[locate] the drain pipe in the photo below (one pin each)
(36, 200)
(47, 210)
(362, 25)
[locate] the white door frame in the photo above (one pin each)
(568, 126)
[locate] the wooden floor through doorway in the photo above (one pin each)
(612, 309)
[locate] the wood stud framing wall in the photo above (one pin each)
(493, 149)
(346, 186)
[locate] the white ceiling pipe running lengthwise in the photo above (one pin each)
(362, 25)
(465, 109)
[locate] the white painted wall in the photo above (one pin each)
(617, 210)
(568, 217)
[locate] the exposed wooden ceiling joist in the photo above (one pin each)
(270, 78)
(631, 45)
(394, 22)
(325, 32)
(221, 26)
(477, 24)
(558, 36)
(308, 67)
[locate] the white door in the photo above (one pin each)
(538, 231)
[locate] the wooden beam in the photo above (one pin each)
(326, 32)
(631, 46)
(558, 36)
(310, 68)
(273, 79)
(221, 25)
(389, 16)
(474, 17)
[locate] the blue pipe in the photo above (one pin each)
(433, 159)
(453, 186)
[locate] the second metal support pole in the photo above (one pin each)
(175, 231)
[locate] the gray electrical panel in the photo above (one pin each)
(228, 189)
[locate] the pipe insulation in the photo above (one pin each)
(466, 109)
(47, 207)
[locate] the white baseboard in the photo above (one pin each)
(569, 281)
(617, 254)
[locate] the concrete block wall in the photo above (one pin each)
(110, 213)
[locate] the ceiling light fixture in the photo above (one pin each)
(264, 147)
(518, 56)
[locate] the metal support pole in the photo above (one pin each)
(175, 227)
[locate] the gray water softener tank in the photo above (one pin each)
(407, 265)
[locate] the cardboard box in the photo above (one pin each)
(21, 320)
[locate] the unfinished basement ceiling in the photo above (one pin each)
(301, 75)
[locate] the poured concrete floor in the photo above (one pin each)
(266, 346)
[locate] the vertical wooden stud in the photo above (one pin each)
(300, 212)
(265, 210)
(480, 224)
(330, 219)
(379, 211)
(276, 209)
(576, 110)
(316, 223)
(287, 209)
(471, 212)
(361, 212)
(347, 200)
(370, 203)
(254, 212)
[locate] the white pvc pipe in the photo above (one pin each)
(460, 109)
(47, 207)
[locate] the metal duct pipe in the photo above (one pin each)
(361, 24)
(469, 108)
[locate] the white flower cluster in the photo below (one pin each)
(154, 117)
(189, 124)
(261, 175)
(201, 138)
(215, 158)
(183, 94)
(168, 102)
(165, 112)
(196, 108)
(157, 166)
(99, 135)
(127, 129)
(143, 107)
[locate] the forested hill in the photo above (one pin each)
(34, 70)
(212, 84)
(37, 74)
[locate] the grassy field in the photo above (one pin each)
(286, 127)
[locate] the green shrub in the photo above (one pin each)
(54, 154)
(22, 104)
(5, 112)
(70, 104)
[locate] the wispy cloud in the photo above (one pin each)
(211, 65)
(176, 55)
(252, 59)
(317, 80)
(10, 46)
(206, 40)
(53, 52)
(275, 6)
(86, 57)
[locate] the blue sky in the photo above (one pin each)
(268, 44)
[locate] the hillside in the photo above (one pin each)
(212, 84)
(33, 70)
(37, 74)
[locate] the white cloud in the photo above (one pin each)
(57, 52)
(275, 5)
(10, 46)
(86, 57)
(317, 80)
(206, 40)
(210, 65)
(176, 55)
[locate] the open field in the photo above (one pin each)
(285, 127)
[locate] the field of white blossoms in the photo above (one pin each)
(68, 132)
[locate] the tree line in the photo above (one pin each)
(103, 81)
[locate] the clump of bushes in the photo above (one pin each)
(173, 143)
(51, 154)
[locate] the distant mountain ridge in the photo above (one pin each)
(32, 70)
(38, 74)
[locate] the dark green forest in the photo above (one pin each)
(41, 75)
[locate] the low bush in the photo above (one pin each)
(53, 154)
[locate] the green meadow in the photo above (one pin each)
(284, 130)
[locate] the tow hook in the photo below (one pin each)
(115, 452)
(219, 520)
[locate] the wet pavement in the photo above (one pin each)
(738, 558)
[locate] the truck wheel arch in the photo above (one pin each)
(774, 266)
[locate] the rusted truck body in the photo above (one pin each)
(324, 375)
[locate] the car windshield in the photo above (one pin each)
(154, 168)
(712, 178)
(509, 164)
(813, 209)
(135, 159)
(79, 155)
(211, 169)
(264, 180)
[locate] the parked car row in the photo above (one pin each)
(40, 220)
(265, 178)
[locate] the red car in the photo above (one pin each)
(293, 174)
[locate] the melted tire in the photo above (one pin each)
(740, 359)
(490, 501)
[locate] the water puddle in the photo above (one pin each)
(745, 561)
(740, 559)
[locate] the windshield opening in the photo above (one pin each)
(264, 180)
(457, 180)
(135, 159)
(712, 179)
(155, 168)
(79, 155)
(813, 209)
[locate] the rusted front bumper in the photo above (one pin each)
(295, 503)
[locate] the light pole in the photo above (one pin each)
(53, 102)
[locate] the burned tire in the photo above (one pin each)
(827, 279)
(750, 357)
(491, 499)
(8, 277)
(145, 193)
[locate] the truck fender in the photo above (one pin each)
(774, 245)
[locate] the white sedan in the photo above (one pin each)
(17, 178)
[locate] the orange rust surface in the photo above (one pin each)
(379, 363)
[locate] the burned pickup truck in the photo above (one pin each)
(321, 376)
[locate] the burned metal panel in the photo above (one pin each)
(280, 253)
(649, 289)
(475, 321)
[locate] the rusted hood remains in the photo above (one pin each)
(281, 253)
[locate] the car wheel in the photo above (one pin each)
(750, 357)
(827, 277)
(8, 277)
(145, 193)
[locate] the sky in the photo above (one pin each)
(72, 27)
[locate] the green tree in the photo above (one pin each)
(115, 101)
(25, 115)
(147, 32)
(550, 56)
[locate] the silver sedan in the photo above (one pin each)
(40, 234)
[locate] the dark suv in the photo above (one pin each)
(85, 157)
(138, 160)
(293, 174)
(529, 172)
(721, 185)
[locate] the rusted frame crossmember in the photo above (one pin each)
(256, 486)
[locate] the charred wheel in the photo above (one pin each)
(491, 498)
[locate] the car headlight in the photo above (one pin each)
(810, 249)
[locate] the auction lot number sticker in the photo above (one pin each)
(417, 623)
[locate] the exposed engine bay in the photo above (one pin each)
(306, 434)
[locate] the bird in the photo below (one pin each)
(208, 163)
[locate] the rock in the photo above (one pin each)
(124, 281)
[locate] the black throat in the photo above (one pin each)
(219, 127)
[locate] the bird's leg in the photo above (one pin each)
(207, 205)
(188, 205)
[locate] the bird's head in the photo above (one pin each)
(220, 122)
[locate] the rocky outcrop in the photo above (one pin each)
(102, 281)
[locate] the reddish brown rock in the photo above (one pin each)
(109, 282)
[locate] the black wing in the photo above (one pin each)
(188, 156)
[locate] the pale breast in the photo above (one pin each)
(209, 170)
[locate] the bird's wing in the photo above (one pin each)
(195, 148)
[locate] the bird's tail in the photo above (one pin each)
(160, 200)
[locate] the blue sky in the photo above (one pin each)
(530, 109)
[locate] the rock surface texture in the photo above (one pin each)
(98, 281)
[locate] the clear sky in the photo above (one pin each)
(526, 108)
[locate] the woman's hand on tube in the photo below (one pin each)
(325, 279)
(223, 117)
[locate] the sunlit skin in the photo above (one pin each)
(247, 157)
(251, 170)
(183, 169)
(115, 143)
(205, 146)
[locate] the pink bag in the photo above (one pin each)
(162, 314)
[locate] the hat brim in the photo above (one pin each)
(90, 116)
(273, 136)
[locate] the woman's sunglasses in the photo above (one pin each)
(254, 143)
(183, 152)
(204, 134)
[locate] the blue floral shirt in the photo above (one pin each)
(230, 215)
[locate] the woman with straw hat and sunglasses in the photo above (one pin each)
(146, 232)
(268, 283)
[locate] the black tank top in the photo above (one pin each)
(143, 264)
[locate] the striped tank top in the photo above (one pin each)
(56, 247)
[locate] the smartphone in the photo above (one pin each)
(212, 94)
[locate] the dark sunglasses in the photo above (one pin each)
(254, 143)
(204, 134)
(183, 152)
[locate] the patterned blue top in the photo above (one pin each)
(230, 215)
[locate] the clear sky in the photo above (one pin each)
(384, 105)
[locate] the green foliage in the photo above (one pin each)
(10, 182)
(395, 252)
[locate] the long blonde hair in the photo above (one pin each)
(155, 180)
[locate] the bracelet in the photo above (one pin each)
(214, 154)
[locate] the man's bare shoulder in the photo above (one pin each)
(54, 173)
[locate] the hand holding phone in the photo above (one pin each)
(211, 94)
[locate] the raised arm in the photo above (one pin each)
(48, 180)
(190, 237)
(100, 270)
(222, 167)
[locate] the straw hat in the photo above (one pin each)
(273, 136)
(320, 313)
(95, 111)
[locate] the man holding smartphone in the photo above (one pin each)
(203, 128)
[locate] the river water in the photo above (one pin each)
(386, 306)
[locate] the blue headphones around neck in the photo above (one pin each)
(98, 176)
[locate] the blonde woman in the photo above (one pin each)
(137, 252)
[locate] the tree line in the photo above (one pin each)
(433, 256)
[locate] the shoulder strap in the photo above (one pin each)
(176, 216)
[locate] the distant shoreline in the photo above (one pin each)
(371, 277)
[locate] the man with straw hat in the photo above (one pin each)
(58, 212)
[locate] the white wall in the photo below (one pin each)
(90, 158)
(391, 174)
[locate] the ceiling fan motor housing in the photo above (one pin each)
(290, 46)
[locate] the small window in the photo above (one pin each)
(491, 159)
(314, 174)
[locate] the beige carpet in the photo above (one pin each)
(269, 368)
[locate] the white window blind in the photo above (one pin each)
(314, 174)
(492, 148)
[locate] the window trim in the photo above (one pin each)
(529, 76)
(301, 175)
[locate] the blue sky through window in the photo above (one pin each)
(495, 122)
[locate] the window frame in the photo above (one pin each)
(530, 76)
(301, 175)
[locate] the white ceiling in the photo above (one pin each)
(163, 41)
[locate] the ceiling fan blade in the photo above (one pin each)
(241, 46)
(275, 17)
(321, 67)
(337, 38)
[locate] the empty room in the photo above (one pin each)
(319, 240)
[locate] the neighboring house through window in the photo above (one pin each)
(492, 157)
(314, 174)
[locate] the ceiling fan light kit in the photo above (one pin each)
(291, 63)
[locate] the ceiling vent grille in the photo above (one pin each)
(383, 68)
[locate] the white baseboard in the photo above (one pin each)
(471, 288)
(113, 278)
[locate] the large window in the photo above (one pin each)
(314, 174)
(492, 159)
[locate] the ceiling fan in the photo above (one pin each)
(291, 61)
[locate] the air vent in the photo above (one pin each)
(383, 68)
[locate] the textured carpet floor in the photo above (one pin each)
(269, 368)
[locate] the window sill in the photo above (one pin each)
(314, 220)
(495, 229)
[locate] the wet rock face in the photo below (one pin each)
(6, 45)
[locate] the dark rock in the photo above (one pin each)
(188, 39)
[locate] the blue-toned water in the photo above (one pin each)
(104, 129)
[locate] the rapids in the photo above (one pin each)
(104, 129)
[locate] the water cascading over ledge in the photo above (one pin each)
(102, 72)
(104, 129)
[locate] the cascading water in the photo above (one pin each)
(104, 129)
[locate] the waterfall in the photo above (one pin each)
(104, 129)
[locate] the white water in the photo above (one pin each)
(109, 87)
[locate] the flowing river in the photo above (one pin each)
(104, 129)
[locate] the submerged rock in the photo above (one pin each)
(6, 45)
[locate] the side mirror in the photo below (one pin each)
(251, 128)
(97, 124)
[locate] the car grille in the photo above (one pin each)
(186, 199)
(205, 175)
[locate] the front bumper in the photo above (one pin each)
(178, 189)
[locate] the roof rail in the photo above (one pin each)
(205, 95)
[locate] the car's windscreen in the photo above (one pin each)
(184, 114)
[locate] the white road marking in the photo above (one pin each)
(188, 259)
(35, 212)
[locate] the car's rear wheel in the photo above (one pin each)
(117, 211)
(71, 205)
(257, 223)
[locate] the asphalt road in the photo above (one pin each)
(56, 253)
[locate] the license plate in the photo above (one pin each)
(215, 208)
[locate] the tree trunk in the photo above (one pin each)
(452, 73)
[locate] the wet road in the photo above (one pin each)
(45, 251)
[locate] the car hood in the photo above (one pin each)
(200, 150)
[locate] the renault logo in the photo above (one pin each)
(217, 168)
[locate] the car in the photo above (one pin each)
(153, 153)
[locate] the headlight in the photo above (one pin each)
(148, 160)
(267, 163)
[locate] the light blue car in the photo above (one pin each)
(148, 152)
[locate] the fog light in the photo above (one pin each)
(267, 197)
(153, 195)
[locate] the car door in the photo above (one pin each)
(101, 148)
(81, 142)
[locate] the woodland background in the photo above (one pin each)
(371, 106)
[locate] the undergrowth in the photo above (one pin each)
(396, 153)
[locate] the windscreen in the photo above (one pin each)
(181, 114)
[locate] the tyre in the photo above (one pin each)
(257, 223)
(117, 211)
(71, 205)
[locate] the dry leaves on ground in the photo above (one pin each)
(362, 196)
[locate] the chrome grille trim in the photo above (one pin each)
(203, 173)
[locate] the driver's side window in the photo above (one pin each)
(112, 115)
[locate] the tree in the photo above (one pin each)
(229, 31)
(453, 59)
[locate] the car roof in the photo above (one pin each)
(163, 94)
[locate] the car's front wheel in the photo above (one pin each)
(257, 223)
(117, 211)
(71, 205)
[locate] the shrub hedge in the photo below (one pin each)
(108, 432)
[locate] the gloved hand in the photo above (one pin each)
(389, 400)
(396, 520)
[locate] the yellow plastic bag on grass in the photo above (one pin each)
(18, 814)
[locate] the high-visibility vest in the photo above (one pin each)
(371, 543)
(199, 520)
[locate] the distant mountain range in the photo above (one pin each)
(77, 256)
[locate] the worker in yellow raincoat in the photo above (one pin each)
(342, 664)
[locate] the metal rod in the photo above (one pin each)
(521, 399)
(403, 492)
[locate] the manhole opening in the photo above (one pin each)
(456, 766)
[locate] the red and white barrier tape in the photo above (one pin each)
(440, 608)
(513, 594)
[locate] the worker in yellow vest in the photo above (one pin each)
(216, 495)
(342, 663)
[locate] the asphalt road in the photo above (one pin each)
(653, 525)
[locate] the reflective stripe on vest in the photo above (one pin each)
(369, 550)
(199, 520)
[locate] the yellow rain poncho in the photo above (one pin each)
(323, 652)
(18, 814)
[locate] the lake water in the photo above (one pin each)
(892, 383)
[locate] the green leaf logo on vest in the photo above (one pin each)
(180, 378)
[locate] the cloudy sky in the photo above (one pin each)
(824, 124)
------------------------------------------------------------------------
● **TASK INSTRUCTIONS**
Only the lines from the one containing "[locate] the distant mountain range" through the end of the material should be reproduced, exactly, with both ends included.

● **RIGHT ANSWER**
[locate] the distant mountain range in the photo above (one pin each)
(77, 256)
[locate] the worker in yellow raincoat in the photo above (one pin each)
(342, 664)
[locate] the metal rod in the photo above (one pin each)
(521, 399)
(403, 492)
[locate] the manhole opening in the photo above (one pin each)
(456, 766)
[locate] the red and white barrier tape in the photo above (one pin each)
(440, 608)
(513, 594)
[locate] the worker in yellow vest in the photo above (one pin each)
(216, 495)
(342, 663)
[locate] the asphalt road in the photo above (one pin each)
(653, 525)
[locate] the reflective stripe on vest in the photo above (one pin each)
(369, 550)
(199, 520)
[locate] the yellow rain poncho in the photo above (one pin each)
(323, 652)
(18, 814)
[locate] the lake water in the photo above (one pin each)
(892, 383)
[locate] the green leaf logo on vest in the photo above (one pin each)
(180, 378)
[locate] the cloudy sky in the photo above (one pin each)
(824, 124)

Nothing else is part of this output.